▶ [TEXT ZUR DURCHSICHT]
--*--

Für seine Untersuchung hat Zelle vier Personen aus dem engsten Kreis um Hitler ausgewählt: Propagandaminister und Gauleiter von Berlin Joseph Goebbels, Reichsmarschall, Oberbefehlshaber der Luftwaffe und zeitweilig de facto Wirtschaftsdiktator Hermann Göring, Reichsführer-SS Heinrich Himmler sowie Hitlers Lieblingsarchitekten und ab 1942 Rüstungsminister Albert Speer. Für alle vier wurde, neben der Fachliteratur, ein umfangreiches Quellen-Korpus ausgewertet: Im Falle des exzessiven Tagebuchschreibers Goebbels und des Memoirenverfassers Speer sind dies u. a. höchstpersönliche Dokumente, hinzu kommen für alle Genannten Reden vor unterschiedlichem Publikum, amtliche Korrespondenz, Protokolle von Besprechungen und ähnliches. Ausgebreitet wird dieses Material in vier biographischen, den vier Protagonisten gewidmeten Kapiteln sowie einer sozialpsychologisch angelegten Gesamtschau am Bandende.

 

Fragt man zunächst nach dem gemeinsamen Nenner der vier Paladine, so ist in allen Fällen der außergewöhnlich starke Einfluss Hitlers im Zuge persönlicher Begegnungen zu konstatieren. Nicht nur bei Goebbels, für den Zelle dies explizit feststellt (S. 80), drängt sich der Eindruck auf, es handle sich jeweils um zwei verschiedene Menschen, je nachdem, ob Hitler zugegen war oder nicht. Göring und Goebbels begegneten Hitler erstmals in den frühen 1920er Jahren, als ihre Lebensumstände mehr als trist waren, und waren sofort vom künftigen Führer fasziniert, was 1932/33 auch bei Speer der Fall war. Himmler hingegen schloss sich Hitler aufgrund der übereinstimmenden Ideologie an. Überflüssig zu erwähnen, dass alle vier ihre überragende Machtstellung nur durch Hitler erlangten; ohne ihn wären sie unbedeutend geblieben.

--*--

▶ [ÜBUNGSDATEN]
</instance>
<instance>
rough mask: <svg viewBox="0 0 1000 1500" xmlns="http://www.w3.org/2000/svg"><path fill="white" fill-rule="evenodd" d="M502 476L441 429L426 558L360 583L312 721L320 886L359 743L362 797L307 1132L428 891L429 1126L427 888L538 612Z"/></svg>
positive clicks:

--*--

▶ [AUFGABE 1] Nenne alle Personen aus dem engsten Kreis um Hitler, die Zelle laut dem Text zur Durchsicht für seine Untersuchung ausgewählt hat.
▶ [AUFGABE 2]
Beantworte diese Fragen zum Text über Zelles Untersuchung:
(a) Ab welchem Jahr war Albert Speer Rüstungsminister?
(b) Aus welchem Grund schloss sich Himmler Hitler an?
(c) Wann begegneten Göring und Goebbels Hitler zum ersten Mal?

▶ [ANTWORT 1] Joseph Goebbels, Hermann Göring, Heinrich Himmler, Albert Speer

▶ [ANTWORT 2]
(a) Ab 1942.
(b) Aufgrund der übereinstimmenden Ideologie.
(c) In den frühen 1920er Jahren.